---- READING PASSAGE
Chapter 2: Robert Carden’s Civil War Memories

Chapter 2: Robert Carden’s Civil War Memories

BOONE, IOWA. FRIDAY MORNING, APRIL 12, 1912

Chapter II

We remained in camp for a few days and then marched in a northerly direction, passing through the country where several companies of our regiment were raised and we could see women and children on the roads to greet their loved ones as we marched along. We arrived at Gainsboro, on the Cumberland river and stopped for a rest. A lot of us went down to the river to go in bathing, and I remember a circumstance that occurred while we were in the river. Some of our teamsters came down to water their mules and one of our boys asked permission of one of the teamsters to lead one of the mules into the water. There were several in the water at the time and the mule soon got into deep water and if there ever was a circus that mule certainly made one. It was but a little while till everybody was out on the bank and the soldier and the mule had the whole river to themselves. The soldier finally got away from the mule and we thought sure the animal would drown. Sometimes his head would come to the surface, then the other end would show up, then his feet were up, then he would disappear altogether, but he finally quit his capers, stuck his nose out of the water, circled around a little and came ashore.

After resting up a few days we started northward toward Kentucky. We passed several towns, that I do not remember much about, after fifty years, but I remember that we passed through Bardstown. We also went out of our way to a place named Munfordsville where about 4,500 Yankees had repulsed some of our cavalry but when they found they had Bragg’s army before them they surrendered.

I never saw any of them but I remember the night before the surrender we were lying down in the road and by the side of it, when a wagon or artillery got up a big hub-bub and if there ever was a scared lot of tired out Rebels it was us. Everyone was asleep, I suppose, and such running and scrambling I never saw. I remember that I was so scared that I left my gun lying in the road and everybody seemed to be hunting a tree to get behind. I think a Yankee corporal’s guard could have captured the whole outfit. I understood at the time that the panic ran through the whole army. I was in another panic in Georgia and it was on the same order. Everybody was scared almost to death and it started in the same way.
--------
---- EXTRACTED DATA
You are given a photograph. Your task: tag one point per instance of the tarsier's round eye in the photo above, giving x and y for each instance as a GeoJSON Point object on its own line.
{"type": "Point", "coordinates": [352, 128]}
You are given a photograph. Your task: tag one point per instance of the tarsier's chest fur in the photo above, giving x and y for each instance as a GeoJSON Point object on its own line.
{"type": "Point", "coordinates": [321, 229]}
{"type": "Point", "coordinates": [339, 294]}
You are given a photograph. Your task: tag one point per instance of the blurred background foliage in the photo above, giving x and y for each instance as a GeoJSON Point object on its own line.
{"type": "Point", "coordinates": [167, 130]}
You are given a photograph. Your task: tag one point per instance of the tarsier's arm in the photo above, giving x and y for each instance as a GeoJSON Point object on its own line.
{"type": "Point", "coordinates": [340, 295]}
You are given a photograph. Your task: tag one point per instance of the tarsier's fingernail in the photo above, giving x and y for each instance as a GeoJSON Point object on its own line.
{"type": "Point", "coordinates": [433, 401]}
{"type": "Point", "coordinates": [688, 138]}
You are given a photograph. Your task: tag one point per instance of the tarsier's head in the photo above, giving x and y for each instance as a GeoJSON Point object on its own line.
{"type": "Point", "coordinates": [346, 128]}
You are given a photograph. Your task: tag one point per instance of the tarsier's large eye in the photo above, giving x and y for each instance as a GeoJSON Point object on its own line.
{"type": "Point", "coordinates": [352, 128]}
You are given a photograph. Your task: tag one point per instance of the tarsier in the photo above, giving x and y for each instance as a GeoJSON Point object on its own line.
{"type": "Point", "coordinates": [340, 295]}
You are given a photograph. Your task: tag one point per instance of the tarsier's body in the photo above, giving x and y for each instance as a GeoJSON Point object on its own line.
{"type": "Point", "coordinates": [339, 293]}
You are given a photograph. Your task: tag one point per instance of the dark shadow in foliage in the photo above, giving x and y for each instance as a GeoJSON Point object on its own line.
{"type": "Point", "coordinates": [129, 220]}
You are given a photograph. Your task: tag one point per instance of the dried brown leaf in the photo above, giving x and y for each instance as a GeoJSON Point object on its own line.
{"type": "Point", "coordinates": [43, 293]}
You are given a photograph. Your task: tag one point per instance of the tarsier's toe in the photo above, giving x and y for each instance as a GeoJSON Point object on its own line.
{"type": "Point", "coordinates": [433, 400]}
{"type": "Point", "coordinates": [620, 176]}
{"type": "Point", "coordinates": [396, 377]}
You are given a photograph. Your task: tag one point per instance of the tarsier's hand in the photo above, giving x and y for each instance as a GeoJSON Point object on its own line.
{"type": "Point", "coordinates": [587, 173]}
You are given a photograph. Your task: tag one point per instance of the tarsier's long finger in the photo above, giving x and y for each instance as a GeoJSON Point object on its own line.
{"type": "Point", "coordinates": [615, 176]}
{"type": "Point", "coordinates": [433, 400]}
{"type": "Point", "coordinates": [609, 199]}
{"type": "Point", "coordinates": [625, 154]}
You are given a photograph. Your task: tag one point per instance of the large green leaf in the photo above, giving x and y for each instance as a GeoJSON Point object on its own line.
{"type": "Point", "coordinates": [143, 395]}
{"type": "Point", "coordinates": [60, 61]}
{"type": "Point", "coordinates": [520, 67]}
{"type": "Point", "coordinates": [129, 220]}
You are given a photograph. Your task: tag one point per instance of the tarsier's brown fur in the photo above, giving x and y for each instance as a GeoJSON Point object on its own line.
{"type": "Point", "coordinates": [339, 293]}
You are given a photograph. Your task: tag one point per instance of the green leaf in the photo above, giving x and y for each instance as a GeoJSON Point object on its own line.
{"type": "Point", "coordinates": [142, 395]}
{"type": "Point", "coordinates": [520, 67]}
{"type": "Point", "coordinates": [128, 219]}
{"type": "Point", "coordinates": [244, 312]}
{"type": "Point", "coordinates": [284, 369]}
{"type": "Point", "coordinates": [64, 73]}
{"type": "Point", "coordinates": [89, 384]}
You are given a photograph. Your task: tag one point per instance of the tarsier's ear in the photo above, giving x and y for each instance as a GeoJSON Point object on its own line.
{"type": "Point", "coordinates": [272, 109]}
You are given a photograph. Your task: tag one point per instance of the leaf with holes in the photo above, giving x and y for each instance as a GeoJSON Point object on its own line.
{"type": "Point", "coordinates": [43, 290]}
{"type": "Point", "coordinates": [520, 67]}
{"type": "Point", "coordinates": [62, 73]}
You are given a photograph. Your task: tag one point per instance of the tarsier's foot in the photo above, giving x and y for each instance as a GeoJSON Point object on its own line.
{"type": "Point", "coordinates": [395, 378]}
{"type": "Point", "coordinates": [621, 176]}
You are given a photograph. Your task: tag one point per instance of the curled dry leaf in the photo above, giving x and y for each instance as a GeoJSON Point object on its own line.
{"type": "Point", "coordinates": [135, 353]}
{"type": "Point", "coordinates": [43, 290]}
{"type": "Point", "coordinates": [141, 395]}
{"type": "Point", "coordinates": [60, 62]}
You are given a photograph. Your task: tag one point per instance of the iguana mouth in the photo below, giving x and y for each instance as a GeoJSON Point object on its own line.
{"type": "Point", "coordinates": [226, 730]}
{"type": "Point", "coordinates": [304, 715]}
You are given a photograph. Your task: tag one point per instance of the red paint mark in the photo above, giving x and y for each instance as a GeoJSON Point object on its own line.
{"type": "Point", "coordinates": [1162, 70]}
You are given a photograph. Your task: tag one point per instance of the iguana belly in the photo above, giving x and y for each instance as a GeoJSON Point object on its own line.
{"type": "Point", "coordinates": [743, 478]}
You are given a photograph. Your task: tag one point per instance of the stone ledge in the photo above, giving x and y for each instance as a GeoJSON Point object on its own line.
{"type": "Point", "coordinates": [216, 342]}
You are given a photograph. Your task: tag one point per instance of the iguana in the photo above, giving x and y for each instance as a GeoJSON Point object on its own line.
--------
- **WORK ORDER**
Continue the Robert Carden Civil War memoir, picking up right after its final sentence. The entries are separate material and have nothing to do with Robert Carden's Civil War memoir.

- **OUTPUT OF THE TASK**
From here we continued our march until we arrived at Perryville, Kentucky. The battle of Perryville was fought on the 8th day of October, 1863. Gen. Bragg said in his report of the battle that his forces did not exceed 40,000, all told, and that Gen. Buell had about two to one. Bragg says: “We captured, wounded and killed not less than 25,000 of the enemy, took over thirty cannon, 17,000 small arms, some 2,000,000 cartridges for the same, destroyed over a hundred wagons and brought out of Kentucky more than a hundred more with mules and harness complete, replaced our horses by a fine mount and lived two months on rations captured from the enemy, and secured material to clothe the army.”

I remember we went into the battle close to a small creek. We had just got to the top of a small hill when we saw the enemy rise to their feet and then business began, and things were hot for a time. There was a battery on our left that was giving us grape and canister and the bullets were singing around us. A man was standing just in front of me while I was loading my gun and I happened to have my eyes on him just as a canister struck him in the breast and I saw the white flesh before it bled. He was a dead man.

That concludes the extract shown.